To be done — Reproduce verbatim the records below, everything from the line containing "the pelican body" down to the line containing "Target: water ripple", both included.

Recorded data —
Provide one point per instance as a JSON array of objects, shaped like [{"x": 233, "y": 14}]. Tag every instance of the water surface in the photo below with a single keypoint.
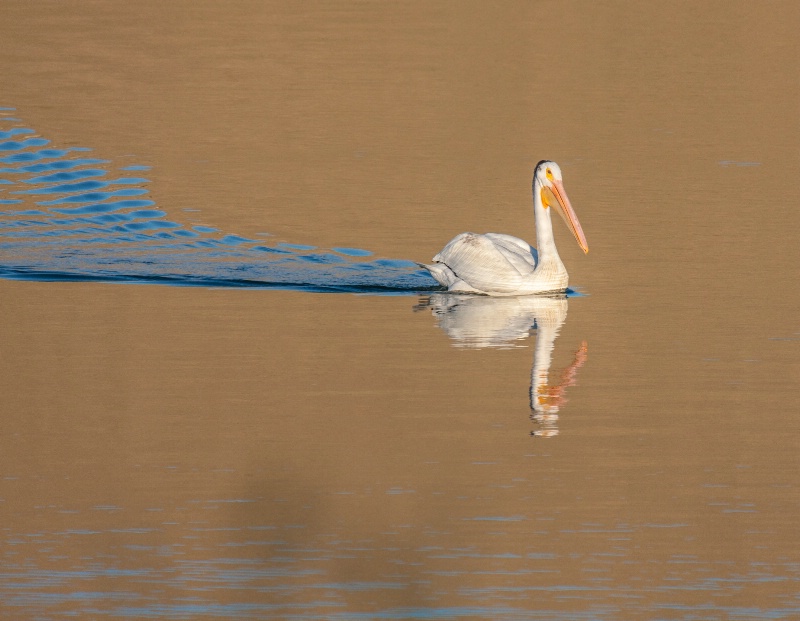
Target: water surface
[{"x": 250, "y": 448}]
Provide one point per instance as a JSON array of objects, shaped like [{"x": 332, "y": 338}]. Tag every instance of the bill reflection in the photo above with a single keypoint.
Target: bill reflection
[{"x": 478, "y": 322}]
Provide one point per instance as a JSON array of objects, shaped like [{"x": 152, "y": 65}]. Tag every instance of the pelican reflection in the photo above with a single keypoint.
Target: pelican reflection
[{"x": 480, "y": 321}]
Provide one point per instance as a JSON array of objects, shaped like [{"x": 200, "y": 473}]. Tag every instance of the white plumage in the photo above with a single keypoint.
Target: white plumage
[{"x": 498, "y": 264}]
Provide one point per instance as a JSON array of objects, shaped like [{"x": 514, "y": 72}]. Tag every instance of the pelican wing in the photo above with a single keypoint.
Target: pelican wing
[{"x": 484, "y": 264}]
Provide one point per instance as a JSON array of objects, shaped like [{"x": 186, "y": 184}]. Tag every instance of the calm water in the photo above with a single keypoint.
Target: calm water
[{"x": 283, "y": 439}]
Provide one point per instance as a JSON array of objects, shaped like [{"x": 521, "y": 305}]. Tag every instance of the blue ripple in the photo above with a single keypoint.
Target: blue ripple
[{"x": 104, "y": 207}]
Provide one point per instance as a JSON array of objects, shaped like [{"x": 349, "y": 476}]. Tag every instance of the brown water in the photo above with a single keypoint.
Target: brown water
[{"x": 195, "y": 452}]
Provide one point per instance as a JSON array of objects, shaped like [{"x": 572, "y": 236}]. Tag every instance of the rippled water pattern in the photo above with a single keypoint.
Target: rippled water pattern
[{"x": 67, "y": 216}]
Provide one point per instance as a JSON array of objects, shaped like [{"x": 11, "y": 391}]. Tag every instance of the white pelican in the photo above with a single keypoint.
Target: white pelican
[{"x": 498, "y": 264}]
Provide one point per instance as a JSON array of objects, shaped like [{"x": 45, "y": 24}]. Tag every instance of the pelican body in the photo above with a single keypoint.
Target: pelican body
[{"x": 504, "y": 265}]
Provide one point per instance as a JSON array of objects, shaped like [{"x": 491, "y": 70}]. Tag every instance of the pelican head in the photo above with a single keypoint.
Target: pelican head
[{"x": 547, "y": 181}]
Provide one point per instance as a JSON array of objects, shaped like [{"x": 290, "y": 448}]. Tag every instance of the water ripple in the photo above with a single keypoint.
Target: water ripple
==
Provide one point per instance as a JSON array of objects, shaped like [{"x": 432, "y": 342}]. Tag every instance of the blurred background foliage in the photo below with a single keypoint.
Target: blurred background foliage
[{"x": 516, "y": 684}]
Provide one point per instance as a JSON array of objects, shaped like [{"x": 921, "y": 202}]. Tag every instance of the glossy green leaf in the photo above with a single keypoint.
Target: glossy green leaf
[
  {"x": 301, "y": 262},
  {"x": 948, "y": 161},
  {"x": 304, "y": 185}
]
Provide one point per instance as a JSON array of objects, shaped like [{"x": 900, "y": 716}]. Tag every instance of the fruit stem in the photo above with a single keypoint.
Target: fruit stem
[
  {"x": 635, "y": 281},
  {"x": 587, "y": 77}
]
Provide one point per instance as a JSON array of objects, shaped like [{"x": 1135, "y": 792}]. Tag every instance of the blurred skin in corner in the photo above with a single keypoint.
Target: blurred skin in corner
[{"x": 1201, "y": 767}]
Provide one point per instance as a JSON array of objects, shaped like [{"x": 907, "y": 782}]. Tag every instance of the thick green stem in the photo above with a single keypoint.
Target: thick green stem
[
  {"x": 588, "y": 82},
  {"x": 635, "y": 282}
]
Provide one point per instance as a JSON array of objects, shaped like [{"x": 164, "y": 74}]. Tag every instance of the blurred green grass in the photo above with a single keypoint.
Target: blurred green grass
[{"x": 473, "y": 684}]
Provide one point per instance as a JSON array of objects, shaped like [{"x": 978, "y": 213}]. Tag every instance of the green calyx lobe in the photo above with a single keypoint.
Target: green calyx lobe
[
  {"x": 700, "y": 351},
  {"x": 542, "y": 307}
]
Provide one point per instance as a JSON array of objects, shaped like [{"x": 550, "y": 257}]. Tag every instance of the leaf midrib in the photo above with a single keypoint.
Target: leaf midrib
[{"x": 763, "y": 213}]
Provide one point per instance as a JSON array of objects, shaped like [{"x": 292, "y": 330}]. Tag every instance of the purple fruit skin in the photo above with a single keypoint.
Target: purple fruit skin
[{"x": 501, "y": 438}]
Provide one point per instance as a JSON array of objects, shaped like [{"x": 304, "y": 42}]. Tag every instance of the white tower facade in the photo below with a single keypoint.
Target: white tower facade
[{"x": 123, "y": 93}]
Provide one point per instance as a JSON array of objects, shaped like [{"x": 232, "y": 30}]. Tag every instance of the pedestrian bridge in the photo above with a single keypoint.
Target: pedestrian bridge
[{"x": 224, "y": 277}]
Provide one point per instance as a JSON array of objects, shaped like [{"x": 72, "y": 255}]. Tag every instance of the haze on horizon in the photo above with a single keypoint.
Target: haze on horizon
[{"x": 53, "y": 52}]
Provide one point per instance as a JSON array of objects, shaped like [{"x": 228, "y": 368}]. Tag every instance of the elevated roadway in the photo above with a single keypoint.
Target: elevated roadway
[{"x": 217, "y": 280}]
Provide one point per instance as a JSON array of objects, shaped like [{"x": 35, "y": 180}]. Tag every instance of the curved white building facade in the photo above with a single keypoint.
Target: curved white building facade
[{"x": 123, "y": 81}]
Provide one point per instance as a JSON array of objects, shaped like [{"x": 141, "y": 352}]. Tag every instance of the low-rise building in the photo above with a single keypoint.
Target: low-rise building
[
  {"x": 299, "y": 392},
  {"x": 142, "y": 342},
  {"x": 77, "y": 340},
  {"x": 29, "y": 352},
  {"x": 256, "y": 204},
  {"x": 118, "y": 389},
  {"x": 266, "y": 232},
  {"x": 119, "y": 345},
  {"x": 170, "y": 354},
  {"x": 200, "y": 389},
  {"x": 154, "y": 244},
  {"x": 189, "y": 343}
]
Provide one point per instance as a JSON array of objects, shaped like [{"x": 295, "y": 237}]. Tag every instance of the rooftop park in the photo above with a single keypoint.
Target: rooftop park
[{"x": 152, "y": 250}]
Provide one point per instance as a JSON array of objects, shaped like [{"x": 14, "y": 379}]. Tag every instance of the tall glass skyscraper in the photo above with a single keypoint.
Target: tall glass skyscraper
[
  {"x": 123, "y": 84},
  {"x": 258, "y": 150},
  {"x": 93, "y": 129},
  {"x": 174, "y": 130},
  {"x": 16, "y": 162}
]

Full output —
Provide one point per instance as a JSON array of objects, shaped like [{"x": 45, "y": 24}]. Tag every instance of the pelican body in the photo above with a single keypoint.
Target: pelican body
[{"x": 504, "y": 265}]
Provide one point per instance as a JSON array of objects, shaped like [{"x": 491, "y": 70}]. Tag every instance of the pelican head in the photo above with a single keypoint.
Target: pelican head
[{"x": 547, "y": 181}]
Provide one point per instance as a JSON array of objects, shaped like [{"x": 290, "y": 448}]. Tag every instance of the water ripple in the photo above with a single keypoint.
Target: water ripple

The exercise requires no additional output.